§ **Supplied material**
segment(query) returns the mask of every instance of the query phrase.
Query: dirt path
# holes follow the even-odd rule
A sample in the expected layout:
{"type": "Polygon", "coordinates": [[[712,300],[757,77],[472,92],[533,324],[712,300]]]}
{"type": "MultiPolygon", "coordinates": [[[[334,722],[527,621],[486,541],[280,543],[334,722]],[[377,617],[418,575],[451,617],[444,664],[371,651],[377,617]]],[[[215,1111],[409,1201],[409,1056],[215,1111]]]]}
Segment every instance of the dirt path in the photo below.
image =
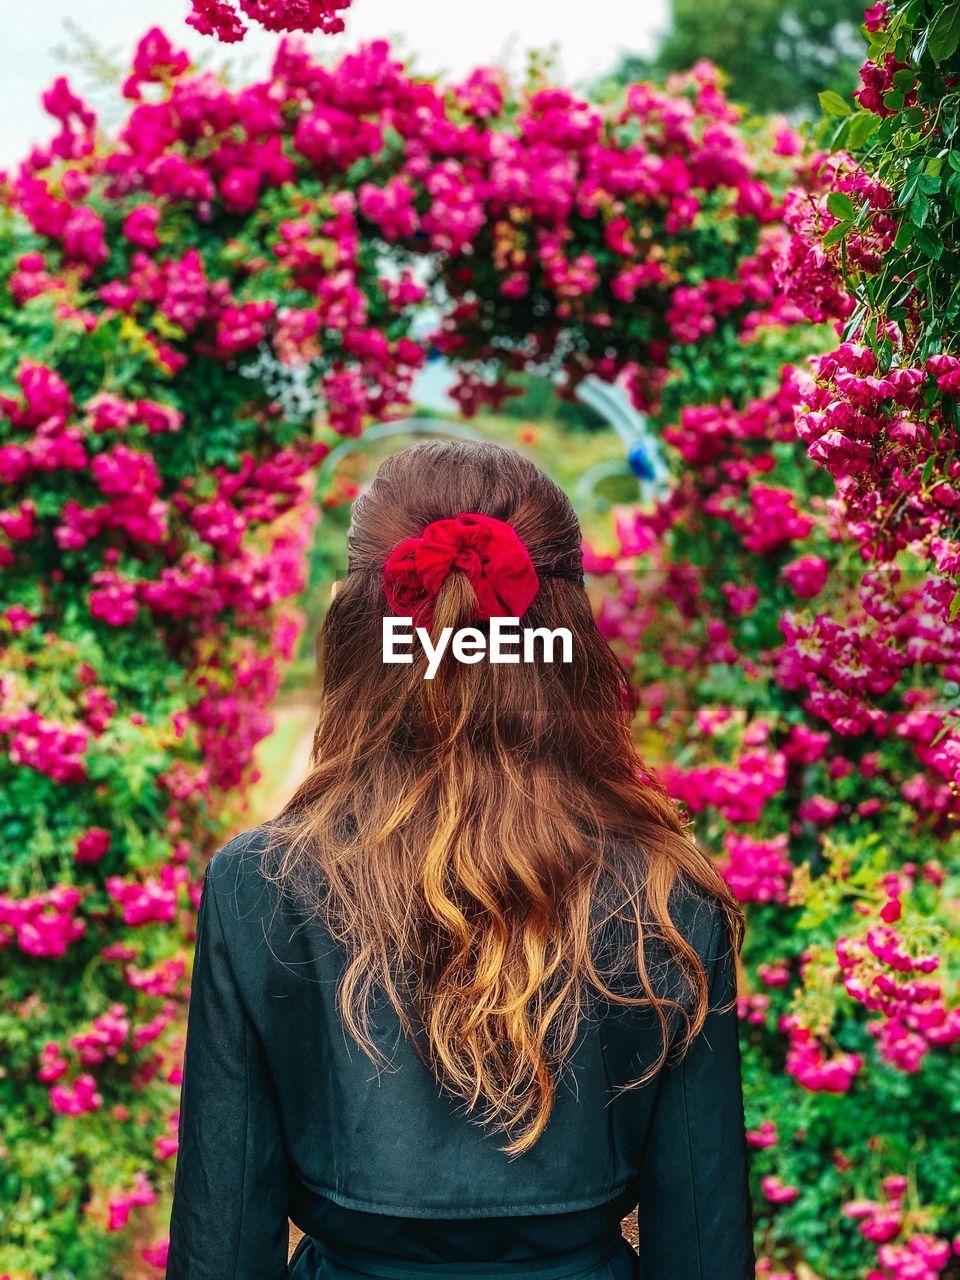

§ **Work item**
When you retype the listing above, keep each line exactly as written and drop the pictures.

§ **Exercise solution**
segment(query) returns the mask of every instance of the query phrase.
Query: dirt path
# holes follow the even-odd rule
A sample in the expected layout:
{"type": "Polygon", "coordinates": [[[712,300],[757,77],[472,92],[533,324],[712,300]]]}
{"type": "MultiPolygon", "coordinates": [[[[334,722],[527,621],[486,541],[280,543],[334,722]],[[377,617],[418,575],[451,617],[444,664],[371,651],[377,617]]],[[[215,1111],[409,1201],[409,1056],[215,1111]]]]}
Segment every instance of the dirt path in the photo below.
image =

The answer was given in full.